参照文書:
そんな絶体絶命の最中、UNSCの船が上空に出現。着地してきたのは…スパルタンです。ハ将軍はスパルタンに銃を向けますが、スパルタンは異星人と交戦。その加勢で勢いづく現地の人々。今は長年の対立は後回しです。
しかし、ハ将軍は敵の生き残りに串刺しにされてしまいました。それを残骸の下で隠れて見ていたクワンは絶望。4人のスパルタンは敵捜索のために行ってしまい、クワンは茫然としたまま残されます。
スパルタンのシルバーチームのリーダーであるマスターチーフ(John117)は、仲間のヴァナク、リズ、カイに指示を出し、発掘作業の洞窟に到着。先ほどの敵襲…コヴナントは何かを掘り出していたようです。その遺物にチーフが触れると光りだし、謎の記憶がチーフの頭にだけ蘇ります。チーフはあの物体の回収にこだわり、ひとりで回収すると命令。気絶したクワンも連れて、単独で基地に戻ろうと船をだします。
その頃、惑星リーチの艦隊司令部UNSC本部ではキャサリン・ハルゼイ博士がチーフの映像を興味深そうに確認。パランゴスキー提督が入ってきて、その回収した物体から敵のエイリアンの情報を得られるのならいいと言いますが、博士には秘密の思惑がありました。

提供データ:
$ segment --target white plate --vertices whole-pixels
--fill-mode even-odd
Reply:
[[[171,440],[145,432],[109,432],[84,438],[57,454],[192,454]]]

課題の目標:
参照文書をもとに、次の三つの問いに答えてください。
1. スパルタンのシルバーチームのリーダーは誰ですか。
2. ハ将軍は誰に串刺しにされましたか。
3. UNSC本部でチーフの映像を確認していたのは誰ですか。
このデータは今回の作業では使いません。

本課題の解答:
1. リーダーはマスターチーフ(John117)です。
2. ハ将軍は敵の生き残りに串刺しにされました。
3. 映像を確認していたのはキャサリン・ハルゼイ博士です。